● Reading passage
To most, this seems like an arbitrary or even ridiculous system of classification. The point that Foucault is making, however, is that objectively it is no more arbitrary than any other system, simply less familiar because we have not internalized its rules.
If we were to ask the reader for today’s date, they would almost certainly reply (at time of writing) ‘Friday, the thirteenth of February 2015’.1 They would be far less likely to reply ‘23 Rabi II 1436’, ‘Cycle 78, year 31, month 12, day 25’ or ‘13.0.2.3.4’. Yet none of these ‘is’ the ‘real’ date any more than any of the others, but rather they reflect different cultural contexts. Moreover, they encode particular epistemological and cosmological assumptions, and when examined critically, issues of power. According to Critical Theory, the criteria by which such distinctions are made do not describe reality, but rather the assumptions of those making them. These taxonomies therefore represent the intersection of knowledge and power – what Foucault would call a particular ‘episteme’ (1973, xxii). Such arrangements are neither universal, natural nor eternal, but claim to be – and when fully internalized, will appear to be.
This volume is concerned with perhaps the most obvious example of such a taxonomy in the discourse on religion, the World Religions Paradigm (WRP). The WRP typically includes ‘the Big Five’ (where does that term come from?) of Christianity, Islam, Judaism, Hinduism and Buddhism – and moreover, almost always presented in that Abrahamocentric order – increasingly with additional ‘catch-all’ categories such as ‘indigenous religions’ or ‘new religions’ included.
The publication of The Norton Anthology of World Religions in 2014 demonstrates how entrenched this taxonomy is for both the public and, more problematically, academia. Indeed, with university Religious Studies (RS) departments becoming more and more structured around a series of area studies scholars rather than method and theory specialists or generalists, the question of which ‘traditions’ are to be represented is arguably more important than ever. In this introduction we lay out, first, the development of the WRP as a classificatory schema, and second, the robust critique that it has sustained in recent decades. This will be necessarily brief, but aims to offer a useful ‘potted history’ for students and their teachers, while pointing towards the sources through which the critique can be pursued fully. Discussion then turns to contemporary problems with putting this critique into practice within introductions to the academic study of religion, before providing a brief overview of the chapters that follow.
Given that the history of the WRP is intimately tied up with the history of RS itself, it is fitting that we begin our discussion with the development of the category ‘religion’.

● Given request
In the passage on the World Religions Paradigm, which five traditions make up "the Big Five"?

Items stored from a collection:
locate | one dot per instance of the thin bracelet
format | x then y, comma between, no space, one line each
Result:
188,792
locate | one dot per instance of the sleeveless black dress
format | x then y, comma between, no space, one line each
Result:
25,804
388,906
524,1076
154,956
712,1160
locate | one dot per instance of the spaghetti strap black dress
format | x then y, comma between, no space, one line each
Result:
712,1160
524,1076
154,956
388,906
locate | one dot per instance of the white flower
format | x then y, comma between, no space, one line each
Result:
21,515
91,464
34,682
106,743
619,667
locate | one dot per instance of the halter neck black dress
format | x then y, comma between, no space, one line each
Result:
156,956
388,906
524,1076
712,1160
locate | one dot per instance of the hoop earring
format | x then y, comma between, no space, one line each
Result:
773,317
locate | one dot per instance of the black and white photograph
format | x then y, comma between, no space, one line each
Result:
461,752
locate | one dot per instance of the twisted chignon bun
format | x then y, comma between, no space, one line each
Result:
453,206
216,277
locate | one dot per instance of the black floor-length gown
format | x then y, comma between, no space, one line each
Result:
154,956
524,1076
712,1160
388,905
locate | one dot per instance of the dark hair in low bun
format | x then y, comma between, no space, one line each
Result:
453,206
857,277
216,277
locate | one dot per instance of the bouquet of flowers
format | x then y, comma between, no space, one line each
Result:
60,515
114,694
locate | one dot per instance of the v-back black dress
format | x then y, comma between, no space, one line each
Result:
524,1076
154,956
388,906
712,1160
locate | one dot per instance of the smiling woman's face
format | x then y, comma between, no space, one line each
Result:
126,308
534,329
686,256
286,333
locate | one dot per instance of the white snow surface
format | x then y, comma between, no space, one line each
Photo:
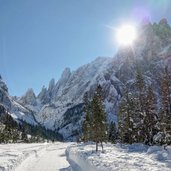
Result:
34,157
118,157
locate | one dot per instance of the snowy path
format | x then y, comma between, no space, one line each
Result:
135,157
51,158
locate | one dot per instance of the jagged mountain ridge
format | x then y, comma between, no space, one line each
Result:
16,110
59,107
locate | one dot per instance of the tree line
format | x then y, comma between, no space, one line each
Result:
144,116
13,132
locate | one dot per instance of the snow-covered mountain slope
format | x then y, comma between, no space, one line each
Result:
60,105
16,110
120,157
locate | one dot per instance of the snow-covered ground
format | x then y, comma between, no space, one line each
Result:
136,157
34,157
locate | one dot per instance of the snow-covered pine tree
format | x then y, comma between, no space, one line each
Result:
87,123
127,132
151,116
140,107
165,112
99,124
112,135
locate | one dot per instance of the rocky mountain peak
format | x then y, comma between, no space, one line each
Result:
3,86
51,84
163,21
29,98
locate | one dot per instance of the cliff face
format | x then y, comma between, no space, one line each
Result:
60,105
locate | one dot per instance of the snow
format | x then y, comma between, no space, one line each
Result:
34,157
135,157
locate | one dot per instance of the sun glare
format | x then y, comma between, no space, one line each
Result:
126,35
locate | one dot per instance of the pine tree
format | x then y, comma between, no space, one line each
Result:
99,126
87,123
140,107
151,116
165,112
127,125
112,132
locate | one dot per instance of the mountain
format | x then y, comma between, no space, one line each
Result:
16,110
60,106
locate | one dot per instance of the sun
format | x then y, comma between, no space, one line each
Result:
126,35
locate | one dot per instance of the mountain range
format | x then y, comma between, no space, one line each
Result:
60,106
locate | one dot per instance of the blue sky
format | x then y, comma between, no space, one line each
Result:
39,38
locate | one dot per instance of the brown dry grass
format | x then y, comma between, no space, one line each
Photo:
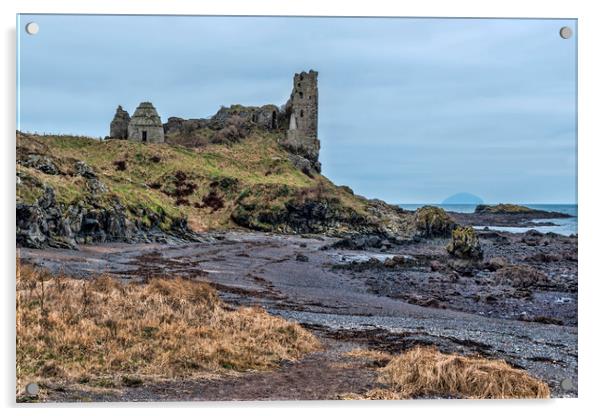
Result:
70,330
427,372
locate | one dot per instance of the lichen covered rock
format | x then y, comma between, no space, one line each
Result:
465,244
433,222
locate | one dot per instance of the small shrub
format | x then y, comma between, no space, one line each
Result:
432,222
74,329
120,165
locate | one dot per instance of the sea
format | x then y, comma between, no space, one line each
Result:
564,226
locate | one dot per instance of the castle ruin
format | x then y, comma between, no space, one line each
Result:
296,122
145,125
302,109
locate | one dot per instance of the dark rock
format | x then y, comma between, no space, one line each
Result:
47,223
465,244
82,169
433,222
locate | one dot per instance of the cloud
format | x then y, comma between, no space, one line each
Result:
411,110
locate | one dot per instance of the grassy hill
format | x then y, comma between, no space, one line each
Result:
249,184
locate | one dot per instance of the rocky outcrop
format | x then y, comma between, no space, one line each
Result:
47,223
465,244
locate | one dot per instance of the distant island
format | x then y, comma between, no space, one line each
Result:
462,198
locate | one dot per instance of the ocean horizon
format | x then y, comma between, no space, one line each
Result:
564,226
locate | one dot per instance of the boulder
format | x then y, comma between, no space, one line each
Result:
432,222
42,163
465,244
520,276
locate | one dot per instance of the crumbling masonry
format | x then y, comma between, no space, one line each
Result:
296,122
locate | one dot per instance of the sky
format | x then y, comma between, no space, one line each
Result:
410,110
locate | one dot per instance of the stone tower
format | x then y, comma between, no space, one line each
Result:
145,125
302,110
119,125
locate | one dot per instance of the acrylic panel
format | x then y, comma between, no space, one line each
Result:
295,208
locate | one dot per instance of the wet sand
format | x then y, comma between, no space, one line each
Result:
307,280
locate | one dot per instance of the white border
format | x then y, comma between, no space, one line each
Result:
590,208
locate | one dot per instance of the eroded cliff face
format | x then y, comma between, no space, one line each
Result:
74,190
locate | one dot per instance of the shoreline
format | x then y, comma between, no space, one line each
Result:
341,296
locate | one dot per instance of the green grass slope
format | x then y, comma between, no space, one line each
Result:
249,184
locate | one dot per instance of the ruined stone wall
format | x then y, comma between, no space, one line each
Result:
119,125
304,103
301,138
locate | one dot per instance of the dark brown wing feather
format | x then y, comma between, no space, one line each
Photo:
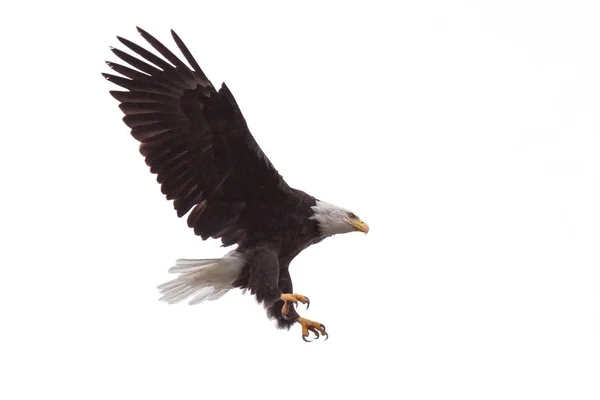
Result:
195,139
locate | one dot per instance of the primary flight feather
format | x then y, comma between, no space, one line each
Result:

● Exercise output
Christianity, Islam, Judaism, Hinduism and Buddhism.